* Start Task inputs *
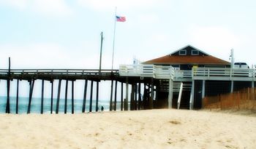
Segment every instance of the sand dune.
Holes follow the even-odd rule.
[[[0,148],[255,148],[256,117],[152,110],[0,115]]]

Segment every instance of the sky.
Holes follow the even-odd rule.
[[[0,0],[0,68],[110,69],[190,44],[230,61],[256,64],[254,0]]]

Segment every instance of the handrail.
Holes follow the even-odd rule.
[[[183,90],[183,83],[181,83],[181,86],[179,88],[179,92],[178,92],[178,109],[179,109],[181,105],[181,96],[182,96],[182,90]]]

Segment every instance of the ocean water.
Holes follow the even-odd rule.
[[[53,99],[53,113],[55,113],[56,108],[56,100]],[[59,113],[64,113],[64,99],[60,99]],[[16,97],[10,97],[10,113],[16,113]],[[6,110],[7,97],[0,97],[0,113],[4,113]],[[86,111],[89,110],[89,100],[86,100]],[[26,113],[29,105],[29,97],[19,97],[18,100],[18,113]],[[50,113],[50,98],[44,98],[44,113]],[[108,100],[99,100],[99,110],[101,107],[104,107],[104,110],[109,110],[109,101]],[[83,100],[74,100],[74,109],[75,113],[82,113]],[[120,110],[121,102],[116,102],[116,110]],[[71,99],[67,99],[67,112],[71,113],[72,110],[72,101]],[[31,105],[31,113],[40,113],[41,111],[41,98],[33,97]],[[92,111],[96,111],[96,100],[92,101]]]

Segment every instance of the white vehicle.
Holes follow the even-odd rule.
* End Task inputs *
* Task objective *
Rewrite all the rows above, changing "Segment every instance" to "Outline every instance" wherever it appears and keeping everything else the same. Leave the pictures out of your answer.

* Exercise result *
Outline every instance of the sand dune.
Holes follow the even-odd rule.
[[[0,148],[255,148],[256,117],[152,110],[0,115]]]

Outline every instance of the sky.
Holes follow the even-odd rule.
[[[0,0],[0,68],[110,69],[190,44],[230,61],[256,64],[254,0]]]

Outline every instance of the handrail.
Holes follow the even-odd rule.
[[[183,90],[183,83],[181,83],[181,86],[179,88],[179,92],[178,92],[178,109],[179,109],[181,105],[181,96],[182,96],[182,90]]]

Outline every instance of the ocean water.
Holes follow the even-odd rule.
[[[53,99],[53,113],[55,113],[56,108],[56,100]],[[59,113],[64,113],[64,99],[60,99]],[[16,97],[10,97],[10,113],[16,113]],[[6,110],[7,97],[0,97],[0,113],[4,113]],[[86,111],[89,110],[89,100],[86,100]],[[26,113],[29,105],[29,97],[19,97],[18,100],[18,113]],[[50,113],[50,98],[44,98],[44,113]],[[108,100],[99,100],[99,110],[101,107],[104,107],[104,110],[109,110],[109,101]],[[83,100],[74,100],[74,109],[75,113],[82,113]],[[120,110],[121,102],[116,102],[116,110]],[[71,99],[67,99],[67,112],[71,113],[72,110],[72,101]],[[31,105],[31,113],[40,113],[41,111],[41,98],[33,97]],[[92,111],[96,111],[96,100],[92,101]]]

Outline every instance of the white vehicle.
Holes follow the even-odd rule.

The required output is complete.